#### WHAT TO WORK ON:
Below is a listing. Write out exactly its lines between the one holding "Note: pick out each instance of the window pane" and the one holding "Note: pick out each instance of the white", inclusive.

#### RECORDED INFORMATION:
┏━━
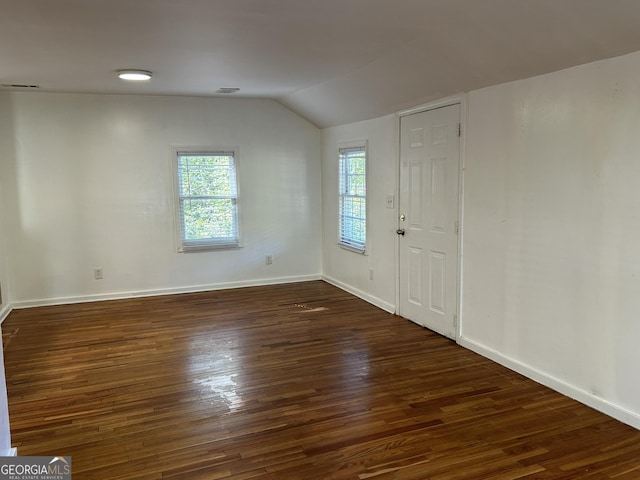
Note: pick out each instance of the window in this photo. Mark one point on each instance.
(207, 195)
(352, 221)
┗━━
┏━━
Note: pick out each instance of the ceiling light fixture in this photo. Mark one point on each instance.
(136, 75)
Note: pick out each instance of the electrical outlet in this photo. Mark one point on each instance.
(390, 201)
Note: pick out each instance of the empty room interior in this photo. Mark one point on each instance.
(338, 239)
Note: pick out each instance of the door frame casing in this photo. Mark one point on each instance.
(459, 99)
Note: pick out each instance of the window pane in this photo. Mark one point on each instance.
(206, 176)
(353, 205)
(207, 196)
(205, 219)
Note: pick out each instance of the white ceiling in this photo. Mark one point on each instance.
┗━━
#### THE COMPLETED TASK:
Note: pick out each instance of the window pane in this photo. Mark one point on each instance.
(206, 176)
(353, 205)
(207, 196)
(205, 219)
Note: pick out each instance of the white ceiling in this photo. Mark one point on each instance.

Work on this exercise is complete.